**Work required:** Lay out the records below as a two-column CSV with the header input,output and one row per record. Put the record's text under input and its answer under output, each in a single quoted field with line breaks turned into spaces.

**Dataset content:**
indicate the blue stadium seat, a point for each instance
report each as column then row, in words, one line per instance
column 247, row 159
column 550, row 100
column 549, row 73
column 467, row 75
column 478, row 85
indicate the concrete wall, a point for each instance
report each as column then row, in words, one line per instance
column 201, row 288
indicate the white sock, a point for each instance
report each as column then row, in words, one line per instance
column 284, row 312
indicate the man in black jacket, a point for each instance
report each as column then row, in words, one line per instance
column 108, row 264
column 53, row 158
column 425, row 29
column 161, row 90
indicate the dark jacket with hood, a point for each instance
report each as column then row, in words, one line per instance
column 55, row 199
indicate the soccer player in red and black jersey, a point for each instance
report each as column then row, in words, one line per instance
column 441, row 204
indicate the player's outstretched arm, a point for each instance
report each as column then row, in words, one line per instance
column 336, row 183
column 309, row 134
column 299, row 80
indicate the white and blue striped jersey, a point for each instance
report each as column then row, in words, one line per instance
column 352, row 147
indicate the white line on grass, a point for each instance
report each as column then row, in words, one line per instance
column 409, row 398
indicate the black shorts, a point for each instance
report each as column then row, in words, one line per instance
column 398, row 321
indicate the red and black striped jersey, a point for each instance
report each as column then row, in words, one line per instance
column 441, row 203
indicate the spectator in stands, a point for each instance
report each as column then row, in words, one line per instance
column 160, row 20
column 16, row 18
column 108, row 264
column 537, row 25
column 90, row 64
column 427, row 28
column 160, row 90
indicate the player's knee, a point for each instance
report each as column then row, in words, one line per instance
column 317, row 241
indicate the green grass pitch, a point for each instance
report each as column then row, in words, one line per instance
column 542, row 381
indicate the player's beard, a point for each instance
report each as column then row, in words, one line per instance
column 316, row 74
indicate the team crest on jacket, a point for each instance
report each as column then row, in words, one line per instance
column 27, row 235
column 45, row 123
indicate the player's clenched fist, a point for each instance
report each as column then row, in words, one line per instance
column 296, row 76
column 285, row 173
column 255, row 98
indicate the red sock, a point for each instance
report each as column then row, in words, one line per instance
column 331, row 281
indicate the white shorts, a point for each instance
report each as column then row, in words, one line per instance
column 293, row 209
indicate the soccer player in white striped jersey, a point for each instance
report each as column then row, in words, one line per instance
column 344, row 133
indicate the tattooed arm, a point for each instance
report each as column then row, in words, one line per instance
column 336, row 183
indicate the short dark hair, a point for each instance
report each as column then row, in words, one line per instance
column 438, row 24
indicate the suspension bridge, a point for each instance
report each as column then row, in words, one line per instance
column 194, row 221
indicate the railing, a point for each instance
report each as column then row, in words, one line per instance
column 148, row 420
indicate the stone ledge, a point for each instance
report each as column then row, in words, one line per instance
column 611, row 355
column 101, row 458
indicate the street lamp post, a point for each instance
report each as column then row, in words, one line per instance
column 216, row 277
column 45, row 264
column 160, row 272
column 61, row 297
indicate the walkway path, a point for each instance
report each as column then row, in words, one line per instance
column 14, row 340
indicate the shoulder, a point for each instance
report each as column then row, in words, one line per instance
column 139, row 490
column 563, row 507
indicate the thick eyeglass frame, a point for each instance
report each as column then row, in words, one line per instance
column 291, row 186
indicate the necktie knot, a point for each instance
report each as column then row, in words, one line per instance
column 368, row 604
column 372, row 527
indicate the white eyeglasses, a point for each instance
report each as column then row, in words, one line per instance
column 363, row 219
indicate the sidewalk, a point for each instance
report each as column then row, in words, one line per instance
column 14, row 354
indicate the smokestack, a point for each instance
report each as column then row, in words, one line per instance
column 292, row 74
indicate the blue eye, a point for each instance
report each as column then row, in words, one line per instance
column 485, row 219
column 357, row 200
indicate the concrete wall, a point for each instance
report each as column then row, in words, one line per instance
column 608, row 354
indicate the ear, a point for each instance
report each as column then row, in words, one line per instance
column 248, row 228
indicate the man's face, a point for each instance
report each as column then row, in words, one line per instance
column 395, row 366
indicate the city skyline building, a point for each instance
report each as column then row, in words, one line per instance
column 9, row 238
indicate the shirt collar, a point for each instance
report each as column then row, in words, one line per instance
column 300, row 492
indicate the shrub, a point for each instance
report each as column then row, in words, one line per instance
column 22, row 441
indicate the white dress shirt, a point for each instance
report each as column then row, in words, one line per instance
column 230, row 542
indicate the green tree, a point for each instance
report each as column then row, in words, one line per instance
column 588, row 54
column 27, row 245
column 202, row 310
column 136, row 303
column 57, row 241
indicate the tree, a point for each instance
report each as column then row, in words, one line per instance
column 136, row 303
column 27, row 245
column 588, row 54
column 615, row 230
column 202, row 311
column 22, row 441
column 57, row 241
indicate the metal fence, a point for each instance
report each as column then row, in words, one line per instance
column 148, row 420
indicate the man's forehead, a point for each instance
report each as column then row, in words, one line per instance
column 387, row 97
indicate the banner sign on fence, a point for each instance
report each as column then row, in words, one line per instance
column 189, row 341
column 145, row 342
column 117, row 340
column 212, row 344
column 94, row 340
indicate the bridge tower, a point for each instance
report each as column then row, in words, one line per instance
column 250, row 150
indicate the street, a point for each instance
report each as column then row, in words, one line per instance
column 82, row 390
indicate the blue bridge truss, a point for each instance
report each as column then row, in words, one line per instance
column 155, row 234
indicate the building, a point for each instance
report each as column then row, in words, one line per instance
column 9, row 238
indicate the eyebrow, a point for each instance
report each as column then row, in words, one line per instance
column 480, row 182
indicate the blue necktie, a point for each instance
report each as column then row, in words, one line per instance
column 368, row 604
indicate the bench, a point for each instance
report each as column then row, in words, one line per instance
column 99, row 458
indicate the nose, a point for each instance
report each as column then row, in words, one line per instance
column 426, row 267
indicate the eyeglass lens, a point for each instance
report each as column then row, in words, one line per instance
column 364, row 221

**Written answer:**
input,output
"indicate the blue stadium seat, a point for each instance report each as column then row, in words, one line per instance","column 247, row 159 column 550, row 100 column 549, row 73 column 467, row 75 column 478, row 85"
"indicate the concrete wall, a point for each instance report each as column then row, in words, one line per instance","column 201, row 288"
"indicate the white sock, a point for each instance report each as column then row, in words, one line per instance","column 284, row 312"
"indicate the man in black jacket, a point for each instance report each as column then row, in words, one line per instance","column 108, row 264 column 53, row 158 column 425, row 29 column 161, row 90"
"indicate the dark jacket with hood, a point for each instance report each as column then row, in words, one line per instance","column 55, row 199"
"indicate the soccer player in red and black jersey, a point for each instance report each as column then row, in words, one line per instance","column 441, row 204"
"indicate the player's outstretched arm, a point for each instance report each as column then row, in words, one line per instance","column 336, row 183 column 309, row 134 column 299, row 80"
"indicate the white and blue striped jersey, a point for each instance report each as column then row, in words, one line per instance","column 352, row 147"
"indicate the white line on grass, a point for each instance report each as column then row, in words, one line per instance","column 409, row 398"
"indicate the black shorts, a point for each instance report each as column then row, in words, one line per instance","column 398, row 321"
"indicate the red and black striped jersey, a point for each instance report each as column then row, in words, one line per instance","column 441, row 203"
"indicate the spectator in stands, a point for each instance report each as column then row, in words, one line per instance","column 160, row 20 column 16, row 18 column 108, row 264 column 537, row 25 column 90, row 64 column 427, row 28 column 160, row 90"
"indicate the player's knee, a point for each instance report each as column then row, in words, one line per instance","column 317, row 241"
"indicate the green grass pitch, a point for each instance report each as column then row, in words, one line per instance","column 542, row 381"
"indicate the player's beard, a point for each instance report each as column then row, in words, one line per instance","column 316, row 74"
"indicate the team crest on jacket, a point for each instance report each as column then row, in words, one line per instance","column 27, row 235 column 45, row 123"
"indicate the player's clenched fist, a point for each instance report each as column then row, in words, one line per instance","column 296, row 76 column 285, row 173 column 255, row 98"
"indicate the red sock, a point for each instance report each as column then row, in words, one line per instance","column 331, row 281"
"indicate the white shorts, a point for each instance report each as column then row, in words, one line per instance","column 293, row 209"
"indicate the soccer player in white striped jersey, a point for each instance report each as column then row, in words, one line per instance","column 344, row 133"
"indicate the tattooed arm, a point for each instance report each as column then row, in words, one line per instance","column 336, row 183"
"indicate the short dark hair, a point for each instance report each as column then row, in words, one line per instance","column 438, row 24"
"indicate the suspension bridge, a point for each instance report each as column then row, in words, one line per instance","column 194, row 221"
"indicate the railing, a point for each instance report each as column then row, in words, one line per instance","column 148, row 420"
"indicate the stone ledge, a point for each instance report each as column then row, in words, one line per instance","column 611, row 355 column 101, row 458"
"indicate the street lamp post, a point for each instance report each as column then row, in words, one line per instance","column 216, row 277 column 45, row 264 column 160, row 272 column 61, row 297"
"indicate the walkway path, a point for each instance report each as column then row, in words, one line per instance","column 14, row 340"
"indicate the shoulder, a point for each instance report each as column then row, in words, one line per instance","column 139, row 490 column 563, row 507"
"indicate the thick eyeglass frame, a point for each instance report each as column then row, in words, one line per instance","column 291, row 186"
"indicate the necktie knot, a point for each instance report each as column then row, in words, one line per instance","column 368, row 604 column 372, row 527"
"indicate the white eyeglasses, a point for each instance report each as column then row, in words, one line per instance","column 363, row 219"
"indicate the sidewalk, a point for each instance report each as column then row, in words, one line per instance","column 14, row 354"
"indicate the smokestack, a point for each instance report each as column then row, in words, one line per instance","column 292, row 74"
"indicate the blue eye, a point for each instance report each as column then row, in words, one line per instance","column 485, row 219 column 357, row 200"
"indicate the concrete wall, a point for each instance report each as column then row, in words, one line per instance","column 608, row 354"
"indicate the ear, a point for each instance report each as column then row, in words, one line per instance","column 248, row 228"
"indicate the man's face, a point for each instance report each as column then row, in words, one line per instance","column 395, row 366"
"indicate the city skyline building, a point for each instance report each as column then row, in words, one line per instance","column 9, row 238"
"indicate the shirt collar, a point for each instance report each as column then row, in words, one line per instance","column 300, row 492"
"indicate the shrub, a point for each instance report each as column then row, in words, one line per instance","column 22, row 441"
"indicate the white dress shirt, a point for each instance report each as column then row, in words, one line per instance","column 230, row 542"
"indicate the green tree, a point for each instance report each as column then row, in words, one line per instance","column 588, row 54 column 27, row 245 column 202, row 310 column 136, row 303 column 57, row 241"
"indicate the tree, a point for each instance report each as column then row, in words, one line per instance","column 136, row 303 column 27, row 245 column 588, row 54 column 615, row 230 column 202, row 311 column 22, row 441 column 57, row 241"
"indicate the metal fence, a point for each instance report each as column then row, in words, one line per instance","column 148, row 420"
"indicate the man's forehead, a point for each instance report each as column then row, in words, one line per instance","column 387, row 97"
"indicate the banner sign on fence, a point for each instance report each as column then row, in words, one line per instance","column 189, row 341 column 145, row 342 column 117, row 340 column 212, row 344 column 94, row 340"
"indicate the bridge tower, a point for each instance report each as column then row, in words, one line per instance","column 250, row 150"
"indicate the street, a point for each instance report each as column then row, in words, one line per instance","column 82, row 390"
"indicate the blue bridge truss, a point for each instance report each as column then row, in words, one line per instance","column 155, row 234"
"indicate the building, a point for each instance report each as column then row, in words, one line per instance","column 9, row 238"
"indicate the eyebrow, a point for each instance report each as column then row, in words, one line per instance","column 480, row 182"
"indicate the blue necktie, a point for each instance report each as column then row, in words, one line per instance","column 368, row 604"
"indicate the bench, a point for each instance report each as column then row, in words, one line per instance","column 99, row 458"
"indicate the nose, a point for each instance report each as column then row, in words, one line per instance","column 426, row 267"
"indicate the eyeglass lens, a point for each instance report each as column then row, in words, one line per instance","column 364, row 221"